▶ _Exercise objective_
Return every item below word for word, with nothing added, removed, or altered.

──────

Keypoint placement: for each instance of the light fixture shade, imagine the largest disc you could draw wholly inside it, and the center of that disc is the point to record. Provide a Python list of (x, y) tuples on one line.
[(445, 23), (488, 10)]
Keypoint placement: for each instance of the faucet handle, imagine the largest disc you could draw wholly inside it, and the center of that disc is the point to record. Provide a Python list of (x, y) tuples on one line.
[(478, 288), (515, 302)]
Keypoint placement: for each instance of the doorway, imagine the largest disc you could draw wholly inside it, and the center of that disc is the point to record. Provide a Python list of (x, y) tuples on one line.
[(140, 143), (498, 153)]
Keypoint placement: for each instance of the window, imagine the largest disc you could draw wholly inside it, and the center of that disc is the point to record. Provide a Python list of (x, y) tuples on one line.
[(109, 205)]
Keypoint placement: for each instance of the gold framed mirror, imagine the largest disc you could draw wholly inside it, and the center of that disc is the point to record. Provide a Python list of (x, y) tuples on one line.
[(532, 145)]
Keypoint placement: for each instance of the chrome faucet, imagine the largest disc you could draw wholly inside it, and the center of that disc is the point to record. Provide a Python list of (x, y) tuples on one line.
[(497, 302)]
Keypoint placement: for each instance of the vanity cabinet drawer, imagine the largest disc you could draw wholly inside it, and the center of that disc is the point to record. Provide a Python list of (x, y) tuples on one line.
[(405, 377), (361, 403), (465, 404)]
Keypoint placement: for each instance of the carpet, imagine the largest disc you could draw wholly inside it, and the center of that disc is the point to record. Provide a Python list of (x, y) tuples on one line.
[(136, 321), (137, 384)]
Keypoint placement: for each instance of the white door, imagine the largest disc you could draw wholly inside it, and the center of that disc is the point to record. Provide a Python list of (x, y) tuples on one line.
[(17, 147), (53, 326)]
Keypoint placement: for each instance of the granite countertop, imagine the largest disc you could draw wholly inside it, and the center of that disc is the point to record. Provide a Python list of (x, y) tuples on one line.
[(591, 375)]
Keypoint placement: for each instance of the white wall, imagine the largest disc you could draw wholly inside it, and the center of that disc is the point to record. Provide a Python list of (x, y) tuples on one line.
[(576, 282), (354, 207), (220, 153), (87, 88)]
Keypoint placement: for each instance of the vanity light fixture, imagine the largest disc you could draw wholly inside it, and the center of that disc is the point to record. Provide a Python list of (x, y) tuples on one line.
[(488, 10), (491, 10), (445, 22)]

──────

▶ _The result_
Keypoint placement: for each instance of the light fixture shade, imagine the largest disc you could draw wholly inside it, and the center of that disc is the point to record. Provide a Python list of (x, y) tuples on one line.
[(445, 23), (488, 10)]
Keypoint placement: for each instance of the faucet handle, imagine the largest disc you could draw wholly inside it, and the center of that disc is the point to record. Provide a Python list of (x, y) tuples on one line.
[(478, 288), (515, 302)]
Keypoint placement: for each instance of the doorway, imagine the largest disc you could draw wholly inside it, and the center of that disc is the point to record. Provide a Python list of (x, y) tuples on one line.
[(140, 143), (498, 153)]
Keypoint placement: for each instance of the window, imagine the largest disc you could draw wholly inside it, and the center of that disc is the point to record. Provide a Python list of (x, y) tuples on one line.
[(109, 205)]
Keypoint placement: for each instance of the gold framed mirror, imagine the largest disc you could draw wholly inside it, and the center of that disc is the point to record. Provide a Python list of (x, y) tuples on one line.
[(532, 145)]
Keypoint placement: for each instance of the chrome faucet, imagine the largest disc you could draw wholly inside it, and the center of that disc is the point to record. Provide a Python list of (x, y) tuples on one line.
[(497, 302)]
Keypoint placement: for each instance of the vanity cabinet drawer, imagine the largest disc you could draw wholly inside it, and the center of that disc is the point to record. Provide a Python list of (x, y) tuples on one line.
[(405, 377), (361, 403), (465, 404)]
Keypoint placement: for each instance of the carpet, imagine the largest disc you could draw wholly inside it, and the center of that disc is the point to record. Provide a Python list of (x, y) tuples on one line.
[(136, 321), (137, 384)]
Keypoint placement: for each instance of the white door, imagine the largest disc you could draw wholly inside it, and the center of that disc is the point to record. Provide a Python list of (x, y) tuples on one line.
[(17, 147), (53, 326)]
Keypoint placement: for each instance of the granite countertop, imagine the largest disc you could draw wholly inside it, and the center of that disc is the point to record. Provide a Python list of (x, y) tuples on one line.
[(591, 375)]
Keypoint placement: for each instance of the white wall, imagine the largest disc you could draw wholly inside it, and the center of that disc is the point to record. Provide a Python list of (x, y) tuples on one line.
[(576, 282), (354, 207), (220, 153), (87, 88)]
Keypoint placement: for each instance of the vanity light fixture, imagine the largest disc you could draw wholly inside it, and the center of that disc is the point to record. Provide a Python list of (x, y) tuples on one line.
[(488, 10), (491, 10), (445, 22)]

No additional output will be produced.